Data section.
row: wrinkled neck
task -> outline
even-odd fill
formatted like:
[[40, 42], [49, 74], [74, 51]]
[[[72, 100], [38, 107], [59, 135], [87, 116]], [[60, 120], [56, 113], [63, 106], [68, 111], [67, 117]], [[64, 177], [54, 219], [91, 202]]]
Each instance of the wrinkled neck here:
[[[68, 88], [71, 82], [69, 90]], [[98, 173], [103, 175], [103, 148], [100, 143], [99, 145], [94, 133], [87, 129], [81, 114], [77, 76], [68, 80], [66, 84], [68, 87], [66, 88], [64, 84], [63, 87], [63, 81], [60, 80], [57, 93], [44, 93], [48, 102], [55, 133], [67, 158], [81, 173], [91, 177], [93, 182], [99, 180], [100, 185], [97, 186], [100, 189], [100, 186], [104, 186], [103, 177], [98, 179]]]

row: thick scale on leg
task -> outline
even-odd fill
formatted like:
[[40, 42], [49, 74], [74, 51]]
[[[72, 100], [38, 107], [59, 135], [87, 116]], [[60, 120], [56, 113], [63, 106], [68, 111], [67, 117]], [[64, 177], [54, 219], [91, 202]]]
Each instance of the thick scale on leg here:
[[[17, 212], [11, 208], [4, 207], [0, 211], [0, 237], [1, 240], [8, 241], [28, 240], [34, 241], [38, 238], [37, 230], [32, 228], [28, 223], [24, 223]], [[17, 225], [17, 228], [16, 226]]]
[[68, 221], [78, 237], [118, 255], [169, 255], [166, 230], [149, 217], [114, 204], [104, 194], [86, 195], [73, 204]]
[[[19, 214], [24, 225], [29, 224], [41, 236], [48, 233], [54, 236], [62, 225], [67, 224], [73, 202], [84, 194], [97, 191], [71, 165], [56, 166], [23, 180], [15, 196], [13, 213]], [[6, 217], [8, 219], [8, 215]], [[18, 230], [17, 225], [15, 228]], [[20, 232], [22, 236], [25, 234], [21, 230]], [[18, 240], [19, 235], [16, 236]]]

Short exercise.
Each line from the one containing "row: thick scale on leg" to the final line of the entries above must be returned exactly, and no other line may appear.

Written solution.
row: thick scale on leg
task -> outline
even-odd fill
formatted like:
[[40, 42], [49, 74], [74, 51]]
[[[72, 100], [38, 107], [59, 135], [87, 116]], [[60, 120], [56, 113], [63, 106], [68, 111], [67, 117]], [[64, 177], [54, 219], [91, 202]]]
Each instance of the thick scale on leg here:
[[[17, 212], [11, 208], [4, 207], [0, 211], [0, 237], [1, 240], [8, 241], [28, 240], [34, 241], [38, 238], [37, 230], [32, 228], [28, 223], [24, 223]], [[17, 225], [17, 228], [16, 226]]]
[[68, 221], [78, 237], [118, 255], [169, 255], [166, 230], [149, 217], [114, 204], [104, 194], [86, 195], [73, 204]]
[[[19, 214], [24, 225], [29, 224], [41, 236], [48, 233], [54, 236], [62, 225], [67, 224], [73, 202], [84, 194], [97, 191], [71, 165], [56, 166], [23, 180], [15, 196], [13, 213]], [[6, 217], [8, 219], [8, 215]], [[18, 230], [17, 225], [15, 228]], [[20, 232], [22, 236], [25, 234], [21, 230]], [[18, 240], [19, 235], [16, 236]]]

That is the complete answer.